### Consignes:
1/ Relevez toutes les personnes que l’article sur le commerce de l’or à Bwiza désigne par leur nom complet ou par leurs initiales.
2/ Recopiez mot pour mot le passage de l’article sur le commerce de l’or à Bwiza qui commence aux mots « Bienvenu dans la » et s’arrête après « et en chaînettes. ».

### Texte fourni:
Economie

Commerce de l’or à Bwiza : Les bijoutiers peinent à s’approvisionner

L’or devient de plus en plus rare dans la zone Bwiza de la mairie de Bujumbura. Ce qui occasionne sa cherté. Actuellement, le prix d’1g varie entre 85.000 et 95.000 FBu. Les bijoutiers craignent une augmentation incessante du prix. Ils demandent la formalisation du commerce de ce produit considéré, un des principaux générateurs de devises

Bienvenu dans la cité de l’or, Bwiza, une des zones de la commune urbaine de Mukaza dans la mairie de Bujumbura. Située au centre de la capitale, Bwiza est renommée pour son commerce de l’or et de l’argent. La première, la deuxième et la troisième avenue des quartiers I et II de cette zone en sont champions. Ce commerce est fait dans de petites maisonnettes, constituées souvent par une chambrette et un petit salon. Bijouterie dynamique, Bijouterie Don Divin d’or… ; tels sont les exemples d’appellations gravées sur les murs de ces maisonnettes. Beaucoup de futurs mariés s’y approvisionnent en anneaux d’alliance et en chaînettes. 

Cyprien Ntibandetse, président de l’Association des Bijoutiers du Burundi (ABB) : « Pour se procurer de l’or, la plupart des bijoutiers font recours aux spéculateurs. Ces derniers cachent des quantités de l’or pour les remettre sur le marché. Cela quand les prix explosent »

C’est le cas d’E.H et C.K rencontrés à la deuxième avenue du quartier I le 11 avril 2019. Ils affichaient un air désespéré, mais avait le courage de ne pas rater le rendez-vous de leur mariage fixé au mois de mai.

«C’est la deuxième fois que nous venons voir si nos anneaux d’alliance ont été confectionnées, mais sans succès », explique E.H. Un autre couple à côté murmure : «Nous avons trouvé la solution à cette question en faisant confectionner les anneaux d’alliance en argent. Cela parce que l’or est très cher. 1 g d’argent coûte 6. 000 FBu seulement».

Le couple d’E.H, lui aussi, n’avait pas commandé les anneaux d’alliance selon la quantité en grammes voulue. Pour minimiser les dépenses, il avait commandé 1,5 g au lieu de 2, 5 g par alliance.

«A voir la pénurie de l’or sur le marché, le prix d’1 g peut être revu à la hausse jusqu’à plus de 100.000 FBu», explique un bijoutier de Bwiza.

Augmentation cyclique du prix de l’or

«Entre 2009 et 2014, le prix d’1 g d’or est passé de 28 000 FBu à 70 000 FBu. Aujourd’hui, il oscille entre 85 000 FBu et 95 000 FBu », fait remarquer Cyprien Ntibandetse, président de l’Association des Bijoutiers du Burundi (ABB).

Evolution des exportations de l’Or en milliards de BIF (Source : ISTEEBU)

### Données brutes:
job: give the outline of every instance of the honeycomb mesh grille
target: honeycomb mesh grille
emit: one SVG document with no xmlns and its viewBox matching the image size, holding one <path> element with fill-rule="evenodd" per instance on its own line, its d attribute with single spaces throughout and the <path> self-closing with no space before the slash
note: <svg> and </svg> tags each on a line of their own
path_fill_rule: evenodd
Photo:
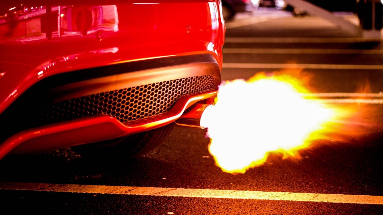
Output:
<svg viewBox="0 0 383 215">
<path fill-rule="evenodd" d="M 36 118 L 54 122 L 104 114 L 126 122 L 166 112 L 181 97 L 215 87 L 211 75 L 157 82 L 49 104 L 38 111 Z"/>
</svg>

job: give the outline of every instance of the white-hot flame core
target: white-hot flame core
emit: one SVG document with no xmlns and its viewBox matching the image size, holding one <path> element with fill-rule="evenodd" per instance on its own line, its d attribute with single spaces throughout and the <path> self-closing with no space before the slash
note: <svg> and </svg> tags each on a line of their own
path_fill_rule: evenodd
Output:
<svg viewBox="0 0 383 215">
<path fill-rule="evenodd" d="M 216 104 L 201 119 L 216 164 L 225 172 L 244 173 L 263 164 L 269 152 L 293 156 L 335 114 L 301 93 L 293 84 L 272 77 L 221 85 Z"/>
</svg>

### Réponses dans l’ordre:
1/
Cyprien Ntibandetse
E.H
C.K

2/
Bienvenu dans la cité de l’or, Bwiza, une des zones de la commune urbaine de Mukaza dans la mairie de Bujumbura. Située au centre de la capitale, Bwiza est renommée pour son commerce de l’or et de l’argent. La première, la deuxième et la troisième avenue des quartiers I et II de cette zone en sont champions. Ce commerce est fait dans de petites maisonnettes, constituées souvent par une chambrette et un petit salon. Bijouterie dynamique, Bijouterie Don Divin d’or… ; tels sont les exemples d’appellations gravées sur les murs de ces maisonnettes. Beaucoup de futurs mariés s’y approvisionnent en anneaux d’alliance et en chaînettes.